Please return the records below exactly as they stand.

Segment Open

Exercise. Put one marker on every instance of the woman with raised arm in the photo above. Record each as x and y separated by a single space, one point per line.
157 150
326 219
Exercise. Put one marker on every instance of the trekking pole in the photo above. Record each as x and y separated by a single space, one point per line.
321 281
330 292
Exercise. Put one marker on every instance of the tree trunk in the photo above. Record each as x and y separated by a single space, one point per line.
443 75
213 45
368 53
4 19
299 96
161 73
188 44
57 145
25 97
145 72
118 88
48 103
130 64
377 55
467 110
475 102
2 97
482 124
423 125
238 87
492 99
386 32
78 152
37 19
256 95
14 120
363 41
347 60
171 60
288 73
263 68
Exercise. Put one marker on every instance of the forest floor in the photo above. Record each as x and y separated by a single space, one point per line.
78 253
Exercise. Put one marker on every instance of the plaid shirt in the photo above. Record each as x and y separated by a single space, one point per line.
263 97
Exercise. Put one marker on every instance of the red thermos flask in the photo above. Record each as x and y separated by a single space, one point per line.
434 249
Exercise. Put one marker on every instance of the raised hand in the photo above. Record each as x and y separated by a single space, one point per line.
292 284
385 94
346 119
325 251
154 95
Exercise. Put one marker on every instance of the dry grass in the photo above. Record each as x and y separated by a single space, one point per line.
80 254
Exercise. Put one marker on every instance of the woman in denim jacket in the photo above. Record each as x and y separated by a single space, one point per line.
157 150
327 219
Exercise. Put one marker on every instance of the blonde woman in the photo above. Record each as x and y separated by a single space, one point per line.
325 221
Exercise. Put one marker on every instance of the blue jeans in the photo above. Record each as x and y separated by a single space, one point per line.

Segment Closed

### [ANSWER TO THIS PROBLEM]
Exercise. Put one marker on every instance of the woman with raised arm in the photo above. Record each as x and y separated by a single space, one point per line.
157 150
326 219
Exercise. Put one marker on every instance of the trekking pole in the photo above. Record each as x and y separated by a single space, one point per line.
321 281
330 292
Exercise. Put one marker on every instance of the tree trunk in the photo above. Record each as x and y separated by a single space, one point per line.
443 75
213 45
368 53
4 19
299 96
161 73
188 44
57 145
25 97
145 72
118 88
48 103
130 64
377 55
467 110
475 102
2 97
482 124
423 125
238 87
492 99
386 32
78 152
37 19
256 95
14 120
363 41
347 60
171 60
288 73
263 68
Exercise. Put one marker on every instance of the forest floor in the photo above. Record each as x and y separated by a single space, one point per line.
78 253
Exercise. Put one marker on every instance of the plaid shirt in the photo above. Record each as x and y separated by a single space, one point per line.
263 97
Exercise. Put one marker on every instance of the red thermos flask in the photo above. Record each as x and y separated by a single space, one point per line.
434 249
Exercise. Put one marker on every instance of the raised hand in the photo above. Record each as x and y separated by a single space, one point per line.
292 284
385 94
346 119
325 251
154 95
Exercise. Put one marker on every instance of the dry grass in the photo above. Record each as x and y separated by a single space, one point per line.
80 254
Exercise. Put one marker on every instance of the woman in denim jacket in the photo above. Record each as x and y separated by a single space, one point per line.
157 150
327 219
Exercise. Put one marker on every instance of the blonde woman in the photo above. Record each as x and y separated by a single space, one point per line.
325 221
Exercise. Put one marker on every instance of the blue jeans in the photo above. Record each as x and y separated by a single space, one point per line.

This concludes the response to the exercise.